[Dataset records]
·····

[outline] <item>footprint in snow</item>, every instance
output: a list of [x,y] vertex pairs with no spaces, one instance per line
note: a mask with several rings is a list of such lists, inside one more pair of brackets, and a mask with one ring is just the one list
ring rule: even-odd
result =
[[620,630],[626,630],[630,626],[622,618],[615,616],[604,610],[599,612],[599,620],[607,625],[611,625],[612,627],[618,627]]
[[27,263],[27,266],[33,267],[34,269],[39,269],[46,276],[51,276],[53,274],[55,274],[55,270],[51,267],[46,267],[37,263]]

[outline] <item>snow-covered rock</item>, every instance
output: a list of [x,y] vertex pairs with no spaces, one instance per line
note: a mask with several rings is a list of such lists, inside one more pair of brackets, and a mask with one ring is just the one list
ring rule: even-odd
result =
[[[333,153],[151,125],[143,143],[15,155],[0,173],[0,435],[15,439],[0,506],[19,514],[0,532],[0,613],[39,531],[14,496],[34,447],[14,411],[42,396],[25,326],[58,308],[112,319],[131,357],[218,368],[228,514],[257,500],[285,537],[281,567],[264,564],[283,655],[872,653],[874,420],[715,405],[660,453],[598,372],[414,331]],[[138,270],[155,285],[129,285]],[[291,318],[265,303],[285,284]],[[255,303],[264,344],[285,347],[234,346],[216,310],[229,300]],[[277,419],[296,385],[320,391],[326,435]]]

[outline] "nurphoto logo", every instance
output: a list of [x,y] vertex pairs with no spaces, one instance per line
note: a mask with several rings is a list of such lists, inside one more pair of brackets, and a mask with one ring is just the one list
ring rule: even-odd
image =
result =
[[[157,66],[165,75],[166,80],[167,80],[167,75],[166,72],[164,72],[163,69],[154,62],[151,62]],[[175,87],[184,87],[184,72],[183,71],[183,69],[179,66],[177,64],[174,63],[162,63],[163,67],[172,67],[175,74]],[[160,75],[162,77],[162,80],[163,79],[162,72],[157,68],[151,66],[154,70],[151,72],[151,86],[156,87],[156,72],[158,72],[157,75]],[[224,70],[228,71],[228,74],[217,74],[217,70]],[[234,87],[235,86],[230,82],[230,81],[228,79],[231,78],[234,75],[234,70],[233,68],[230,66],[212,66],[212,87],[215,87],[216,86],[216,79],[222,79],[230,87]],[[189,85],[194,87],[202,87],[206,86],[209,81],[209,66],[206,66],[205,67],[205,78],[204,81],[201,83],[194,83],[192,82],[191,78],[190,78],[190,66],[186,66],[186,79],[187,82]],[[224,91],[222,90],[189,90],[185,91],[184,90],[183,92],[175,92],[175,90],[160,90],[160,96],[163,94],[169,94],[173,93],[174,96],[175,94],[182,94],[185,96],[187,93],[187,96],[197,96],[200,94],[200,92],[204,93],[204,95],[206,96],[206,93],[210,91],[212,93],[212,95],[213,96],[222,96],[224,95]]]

·····

**What to do**
Report each line of the listing above that contains the string "outline". Letter case must match.

**Solved exercise**
[outline] <item>footprint in snow</item>, every instance
[outline] <item>snow-covered rock</item>, every instance
[outline] "nurphoto logo", every instance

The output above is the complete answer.